Sound Transit Updates Long Range Plan

Where to next? Photo via: Dennis Hamilton

Yesterday the Sound Transit (ST) Board met to review the Long Range Plan (LRP) update, including discussion of the existing LRP text and corridors. As a reminder, the LRP represents the fiscally unconstrained vision of the Sound Transit system, selections from which will be used to develop a Sound Transit 3 (ST3) ballot measure. This workshop (materials available here) was a check-in on the LRP process that began nearly a year and a half ago when the board decided to accelerate ST3 planning for a potential 2016 ballot measure. Over the next two months, the ST Board will finalize the updated LRP, which will then be used to develop ST3 investment scenarios which would emphasize investment priorities such as completing the “spine” or maximizing system integration.

Staff began the meeting by presenting a “Chair’s Mark-ups” of the 2005 LRP text. Staff updated the text to begin the discussion and reflect some of the changes that have occurred since the plan was adopted in 2005. These changes included adding recent board policy decisions concerning station access and transit-oriented development. It also included updated definitions of bus rapid transit (BRT), including grade-separated busways and bus-only lanes. Staff also attempted to “tighten” the goal language to reduce repetition.  Finally, staff presented a high-level overview of the light rail, high capacity transit, bus rapid transit, express bus and commuter rail projects identified by the public as part of the plan update.

Councilmember Roberts asked that text around system integration be added to reflect the integration work currently underway between Sound Transit and Metro. Secretary Peterson said that WSDOT should play a larger role, that there need to be better integration of long-term land use planning with LRP corridors and that Sound Transit’s projects need to support local land use decisions. Another member wanted to add citizens’ health to the goals, but was unsure how to measure it.

Corridor Changes

The workshop maps show the new rail and HCT corridors that came out of the public process. There aren’t many of them because the existing LRP is already extensive. The biggest addition is West Seattle-Downtown light rail, formerly a monorail corridor. The map below shows the existing long-range corridors in gray, and the new corridors in bright colors and numbers. In some cases rail and BRT corridors overlap; e.g., Renton-Kent-Puyallup has both an LRT corridor (#7) and a BRT corridor (#33). Only one would be built, but the plan has both options. The BRT corridor continues to downtown Seattle, basically a variation of the 578. But BRT implies more than ST Express: it means frequent service and transit lanes.

Continue reading “Sound Transit Updates Long Range Plan”

ST3 Funding Options

Potential ST3 Revenue Sources
Revenue Options for a “Large” ST3 package

Sound Transit held a board workshop on Thursday to begin considering financing options for ST3, the draft update to its Long Range Plan (LRP), and the timeline to a potential ST3 vote in 2016. This article covers the funding aspect (slides here) and timeline because that’s where most of the new information was. The LRP will follow in a later post. The 3 1/2 hour workshop consisted of the ST board and staff who did all the talking, and some forty observers including people from Metro and your reporter.

SUPPLIED MATERIAL >>
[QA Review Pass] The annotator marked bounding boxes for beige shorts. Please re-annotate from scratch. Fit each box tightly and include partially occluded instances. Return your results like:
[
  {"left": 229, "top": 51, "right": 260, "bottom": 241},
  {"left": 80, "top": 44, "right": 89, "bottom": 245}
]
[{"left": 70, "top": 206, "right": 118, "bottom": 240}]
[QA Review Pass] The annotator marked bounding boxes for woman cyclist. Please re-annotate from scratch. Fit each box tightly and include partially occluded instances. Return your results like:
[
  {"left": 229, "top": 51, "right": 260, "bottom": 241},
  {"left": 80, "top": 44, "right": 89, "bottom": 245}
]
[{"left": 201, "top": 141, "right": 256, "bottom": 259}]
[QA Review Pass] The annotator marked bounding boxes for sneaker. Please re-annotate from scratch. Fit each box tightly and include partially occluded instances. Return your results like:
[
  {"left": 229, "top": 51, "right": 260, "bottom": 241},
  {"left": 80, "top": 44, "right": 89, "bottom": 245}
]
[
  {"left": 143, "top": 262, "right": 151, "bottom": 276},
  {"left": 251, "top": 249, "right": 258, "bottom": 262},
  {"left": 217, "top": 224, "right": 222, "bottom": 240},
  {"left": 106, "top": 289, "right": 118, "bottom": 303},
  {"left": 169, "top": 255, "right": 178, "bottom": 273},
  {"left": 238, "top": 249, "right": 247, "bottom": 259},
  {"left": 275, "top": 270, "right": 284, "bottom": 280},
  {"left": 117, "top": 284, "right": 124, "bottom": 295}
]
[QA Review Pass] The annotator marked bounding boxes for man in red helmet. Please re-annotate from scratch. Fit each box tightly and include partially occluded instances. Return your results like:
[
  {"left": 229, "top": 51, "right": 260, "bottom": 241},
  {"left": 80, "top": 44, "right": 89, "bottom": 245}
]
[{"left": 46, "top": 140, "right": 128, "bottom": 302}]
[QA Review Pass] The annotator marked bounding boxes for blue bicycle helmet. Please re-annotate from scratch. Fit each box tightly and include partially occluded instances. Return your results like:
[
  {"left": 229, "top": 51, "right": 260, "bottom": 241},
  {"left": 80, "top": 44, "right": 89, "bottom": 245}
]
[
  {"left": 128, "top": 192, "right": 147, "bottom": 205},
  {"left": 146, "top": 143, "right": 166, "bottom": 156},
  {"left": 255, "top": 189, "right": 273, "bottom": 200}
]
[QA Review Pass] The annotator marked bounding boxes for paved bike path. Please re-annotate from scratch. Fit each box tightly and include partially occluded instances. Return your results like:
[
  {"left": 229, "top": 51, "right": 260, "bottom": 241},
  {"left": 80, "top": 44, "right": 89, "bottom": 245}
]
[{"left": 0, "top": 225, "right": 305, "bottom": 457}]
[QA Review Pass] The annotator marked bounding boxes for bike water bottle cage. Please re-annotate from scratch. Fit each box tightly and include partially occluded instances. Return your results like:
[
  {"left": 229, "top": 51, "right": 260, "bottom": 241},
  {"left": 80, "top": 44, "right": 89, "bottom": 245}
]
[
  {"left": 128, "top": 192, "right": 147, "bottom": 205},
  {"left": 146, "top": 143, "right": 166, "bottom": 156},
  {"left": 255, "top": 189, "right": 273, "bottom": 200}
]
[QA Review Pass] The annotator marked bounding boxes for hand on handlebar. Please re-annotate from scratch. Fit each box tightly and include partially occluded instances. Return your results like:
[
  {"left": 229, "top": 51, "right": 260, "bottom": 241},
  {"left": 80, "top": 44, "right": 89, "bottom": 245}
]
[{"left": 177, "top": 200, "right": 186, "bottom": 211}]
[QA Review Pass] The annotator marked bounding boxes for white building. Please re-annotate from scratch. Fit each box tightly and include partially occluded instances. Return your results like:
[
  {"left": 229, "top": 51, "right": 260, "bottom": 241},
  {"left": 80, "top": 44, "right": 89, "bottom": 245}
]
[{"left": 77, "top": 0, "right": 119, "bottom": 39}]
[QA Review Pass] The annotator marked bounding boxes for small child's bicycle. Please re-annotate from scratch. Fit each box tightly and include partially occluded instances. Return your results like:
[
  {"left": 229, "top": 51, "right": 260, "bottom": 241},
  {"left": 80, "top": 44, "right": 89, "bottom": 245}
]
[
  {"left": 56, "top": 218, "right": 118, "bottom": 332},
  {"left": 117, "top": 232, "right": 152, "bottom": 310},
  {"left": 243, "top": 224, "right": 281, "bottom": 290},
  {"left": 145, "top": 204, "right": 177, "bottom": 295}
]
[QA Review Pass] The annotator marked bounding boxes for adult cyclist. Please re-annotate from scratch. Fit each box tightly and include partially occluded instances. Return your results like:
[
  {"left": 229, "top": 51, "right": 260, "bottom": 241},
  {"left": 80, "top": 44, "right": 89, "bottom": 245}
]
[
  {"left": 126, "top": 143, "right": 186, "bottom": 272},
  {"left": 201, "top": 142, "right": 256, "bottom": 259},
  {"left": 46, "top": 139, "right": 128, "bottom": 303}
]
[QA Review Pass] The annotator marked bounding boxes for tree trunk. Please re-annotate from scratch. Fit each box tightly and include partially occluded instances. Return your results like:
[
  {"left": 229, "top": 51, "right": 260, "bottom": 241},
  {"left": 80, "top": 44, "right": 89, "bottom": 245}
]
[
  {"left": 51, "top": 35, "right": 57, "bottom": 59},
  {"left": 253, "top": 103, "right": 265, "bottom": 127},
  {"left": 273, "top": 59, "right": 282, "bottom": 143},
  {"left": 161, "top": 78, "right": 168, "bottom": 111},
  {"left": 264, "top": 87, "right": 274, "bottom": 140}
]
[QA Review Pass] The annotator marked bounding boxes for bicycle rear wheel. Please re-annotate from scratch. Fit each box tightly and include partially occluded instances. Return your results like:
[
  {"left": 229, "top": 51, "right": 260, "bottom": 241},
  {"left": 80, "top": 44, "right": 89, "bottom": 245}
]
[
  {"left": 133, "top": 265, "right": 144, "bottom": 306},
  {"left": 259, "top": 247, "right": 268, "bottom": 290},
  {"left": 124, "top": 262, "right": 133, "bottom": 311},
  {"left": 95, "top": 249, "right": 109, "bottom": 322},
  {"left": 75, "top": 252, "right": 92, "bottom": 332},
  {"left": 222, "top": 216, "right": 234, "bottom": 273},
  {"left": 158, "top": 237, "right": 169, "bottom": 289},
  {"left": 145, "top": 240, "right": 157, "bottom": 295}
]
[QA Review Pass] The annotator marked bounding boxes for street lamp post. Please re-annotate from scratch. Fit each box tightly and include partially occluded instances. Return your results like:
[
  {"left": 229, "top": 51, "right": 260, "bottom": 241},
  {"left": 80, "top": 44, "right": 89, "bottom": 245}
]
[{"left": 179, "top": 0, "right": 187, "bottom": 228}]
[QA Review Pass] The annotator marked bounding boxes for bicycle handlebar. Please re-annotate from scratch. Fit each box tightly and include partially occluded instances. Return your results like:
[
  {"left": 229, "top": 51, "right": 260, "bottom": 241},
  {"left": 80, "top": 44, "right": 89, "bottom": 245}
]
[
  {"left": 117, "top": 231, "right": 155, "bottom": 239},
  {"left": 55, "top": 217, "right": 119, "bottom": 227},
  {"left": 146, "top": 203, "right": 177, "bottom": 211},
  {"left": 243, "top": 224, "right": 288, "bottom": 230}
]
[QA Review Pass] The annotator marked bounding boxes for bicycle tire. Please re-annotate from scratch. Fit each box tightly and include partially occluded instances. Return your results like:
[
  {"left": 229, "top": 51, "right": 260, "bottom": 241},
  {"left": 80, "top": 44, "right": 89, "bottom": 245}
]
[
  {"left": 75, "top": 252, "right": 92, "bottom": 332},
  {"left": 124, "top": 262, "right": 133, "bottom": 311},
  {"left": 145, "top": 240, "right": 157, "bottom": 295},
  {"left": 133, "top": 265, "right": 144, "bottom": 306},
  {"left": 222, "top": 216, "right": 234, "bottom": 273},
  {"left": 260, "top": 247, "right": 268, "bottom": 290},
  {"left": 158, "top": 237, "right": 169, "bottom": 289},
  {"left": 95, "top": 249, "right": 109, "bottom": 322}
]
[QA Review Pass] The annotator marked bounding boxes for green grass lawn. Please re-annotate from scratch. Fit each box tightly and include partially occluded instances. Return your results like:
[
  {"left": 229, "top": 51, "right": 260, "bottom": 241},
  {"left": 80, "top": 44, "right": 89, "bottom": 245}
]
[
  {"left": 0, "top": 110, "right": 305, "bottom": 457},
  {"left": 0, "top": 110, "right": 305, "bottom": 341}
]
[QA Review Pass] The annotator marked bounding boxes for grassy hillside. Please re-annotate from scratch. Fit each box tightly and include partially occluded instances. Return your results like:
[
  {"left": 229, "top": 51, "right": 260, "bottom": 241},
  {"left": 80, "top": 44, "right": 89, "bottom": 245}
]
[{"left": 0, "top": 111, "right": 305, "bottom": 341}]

WHAT THE EXERCISE ASKS >>
In the Sound Transit planning article, what kind of corridor was West Seattle-Downtown formerly? You can set the lines above aside.

RESULT OF THIS TASK >>
A monorail corridor.